:: WORK INSTRUCTIONS ::
Please pick out and copy each line below that contains the string "every". Matching is case-sensitive.

:: RECORDS FOR THIS TASK ::
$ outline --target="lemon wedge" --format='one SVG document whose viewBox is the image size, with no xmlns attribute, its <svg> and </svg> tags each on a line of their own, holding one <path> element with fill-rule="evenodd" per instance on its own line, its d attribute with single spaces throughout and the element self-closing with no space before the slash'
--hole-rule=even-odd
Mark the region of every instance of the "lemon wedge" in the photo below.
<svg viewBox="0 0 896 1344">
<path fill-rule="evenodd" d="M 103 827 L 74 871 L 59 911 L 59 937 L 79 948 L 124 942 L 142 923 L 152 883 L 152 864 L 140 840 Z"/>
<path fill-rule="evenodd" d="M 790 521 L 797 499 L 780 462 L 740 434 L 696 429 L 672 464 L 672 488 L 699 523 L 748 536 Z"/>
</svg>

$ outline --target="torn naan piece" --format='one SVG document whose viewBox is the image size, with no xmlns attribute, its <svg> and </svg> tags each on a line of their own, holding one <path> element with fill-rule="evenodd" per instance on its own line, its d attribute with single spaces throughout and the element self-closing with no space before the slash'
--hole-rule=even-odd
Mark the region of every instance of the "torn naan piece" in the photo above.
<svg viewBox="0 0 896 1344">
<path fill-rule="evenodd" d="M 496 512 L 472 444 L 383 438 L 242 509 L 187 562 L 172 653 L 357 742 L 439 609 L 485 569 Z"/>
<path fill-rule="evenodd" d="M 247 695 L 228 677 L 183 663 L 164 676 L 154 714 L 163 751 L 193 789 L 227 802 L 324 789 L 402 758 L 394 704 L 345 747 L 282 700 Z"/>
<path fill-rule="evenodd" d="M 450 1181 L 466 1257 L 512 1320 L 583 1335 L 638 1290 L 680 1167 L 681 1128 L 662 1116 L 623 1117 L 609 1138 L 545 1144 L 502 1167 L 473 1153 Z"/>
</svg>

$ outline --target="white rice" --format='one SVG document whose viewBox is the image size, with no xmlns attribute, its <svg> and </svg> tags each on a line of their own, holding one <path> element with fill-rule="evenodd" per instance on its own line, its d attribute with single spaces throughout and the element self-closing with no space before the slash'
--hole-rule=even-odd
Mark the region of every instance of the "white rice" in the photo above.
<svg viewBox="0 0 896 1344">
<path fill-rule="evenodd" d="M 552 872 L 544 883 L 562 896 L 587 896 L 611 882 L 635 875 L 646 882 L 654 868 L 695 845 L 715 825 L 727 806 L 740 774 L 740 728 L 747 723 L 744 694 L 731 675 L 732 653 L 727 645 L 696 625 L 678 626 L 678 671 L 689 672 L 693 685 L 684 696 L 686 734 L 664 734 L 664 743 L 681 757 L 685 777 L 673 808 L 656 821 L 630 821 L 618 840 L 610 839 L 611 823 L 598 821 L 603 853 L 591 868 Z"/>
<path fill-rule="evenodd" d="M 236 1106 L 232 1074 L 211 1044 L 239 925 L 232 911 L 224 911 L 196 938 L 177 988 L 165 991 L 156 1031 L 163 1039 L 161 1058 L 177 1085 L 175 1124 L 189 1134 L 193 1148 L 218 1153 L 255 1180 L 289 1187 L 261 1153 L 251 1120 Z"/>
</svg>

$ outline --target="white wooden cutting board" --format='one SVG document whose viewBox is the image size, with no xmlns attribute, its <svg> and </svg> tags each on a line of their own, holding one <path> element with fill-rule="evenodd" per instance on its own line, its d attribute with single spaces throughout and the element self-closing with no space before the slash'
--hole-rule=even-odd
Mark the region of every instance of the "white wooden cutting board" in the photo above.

:: WORKED ANSWER ::
Mark the region of every instance of the "lemon wedge" in the photo below.
Mark the region of every instance of the "torn naan piece" in the photo above.
Mark the region of every instance of the "white rice" in the photo above.
Mark the region of every instance of the "white wooden cutting board" in the photo above.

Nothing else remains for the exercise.